UNITED STATES DISTRICT COURT DISTRICT OF NEVADA
Jul 20, 2012
Case No. 2:11-CV-00088-KJD-VCF (D. Nev. Jul. 20, 2012)

Opinion

Case No. 2:11-CV-00088-KJD-VCF

07-20-2012

UNITED STUDENT AID FUNDS, INC., A DELAWARE NON-PROFIT CORPORATION, Plaintiff, v. THE DESIGN FACTORY, A NEVADA CORPORATION, Defendant.


ORDER

Before the Court is Plaintiff United Student Aid Funds, Inc.'s Motion for Judgment on the Pleadings (#21). Defendant The Design Factory filed an Opposition to Motion for Judgment on the Pleadings and Countermotion for Judgment on the Pleadings (#22). Plaintiff filed a Reply in Support of Motion for Judgment on the Pleadings and Opposition to Defendant's Countermotion for Judgment on the Pleadings (#23). Defendant filed a Reply in Support of Countermotion for Judgment on the Pleadings (#26).

I. Background

This action arose as a result of Plaintiff's failed attempts to collect on a student loan debt through a wage withholding order. Plaintiff is a Delaware non-profit corporation and a United States Department of Education authorized federal student loan guaranty agency. It filed the complaint in this Court pursuant to the Higher Education Act of 1965 ("HEA"), 20 U.S.C. § 1095(a)(6). The HEA is the federal law which governs administration of federal higher education programs, including the Federal Family Education Loan Program ("FFEL"). See 20 U.S .C. §§ 1001 et seq. Under the HEA, a guaranty agency may garnish the disposable pay of an individual to collect the amount owed on a student loan if he or she is not currently making the required payments. See 20 U.S.C. § 1095a . Notice of the withholding order must be given to the employer before it is required to pay the guaranty agency. Id. Following receipt of notice of the withholding order, the employer is liable for any amount that it fails to withhold from wages due an employee, plus attorneys' fees, costs, and, in the court's discretion, punitive damages. Id.

Defendant is a Nevada corporation that employed Diane M. Kincaid ("Borrower"). Borrower was employed as a payroll clerk and was responsible for handling all mail that came to Defendant's mailing address. Borrower defaulted on her FFEL student loans and Plaintiff instituted the administrative process to collect on the loans. First, Plaintiff served Borrower with a notice of intent to initiate withholding proceedings, but Borrower did not assert her right to a hearing under 20 U.S.C. § 1095a(b). Next, Plaintiff mailed withholding orders to Defendant on January 25, 2010, and March 1, 2010, but Defendant failed to contact Plaintiff or comply with the orders. Finally, on August 10, 2010, counsel for Plaintiff mailed Defendant a demand letter via certified mail requesting compliance with the withholding orders, but received no response. Borrower later admitted that she opened the withholding orders and the demand letter but did not tell her employer about them.

- **EXERCISE GOAL**: Please answer from the court order: what job did Diane M. Kincaid hold at The Design Factory? The records that come next aren't needed for anything here.

- **DATA SUPPLIED**:
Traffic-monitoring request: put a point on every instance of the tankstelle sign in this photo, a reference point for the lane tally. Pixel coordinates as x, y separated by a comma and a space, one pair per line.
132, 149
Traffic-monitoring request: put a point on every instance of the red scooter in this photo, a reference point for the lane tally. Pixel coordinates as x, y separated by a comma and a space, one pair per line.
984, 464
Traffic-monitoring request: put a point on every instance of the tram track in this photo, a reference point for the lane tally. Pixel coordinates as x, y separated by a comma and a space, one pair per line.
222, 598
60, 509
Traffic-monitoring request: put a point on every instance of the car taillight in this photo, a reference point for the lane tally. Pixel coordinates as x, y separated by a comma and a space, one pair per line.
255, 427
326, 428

- **FINAL RESULT**: She was a payroll clerk.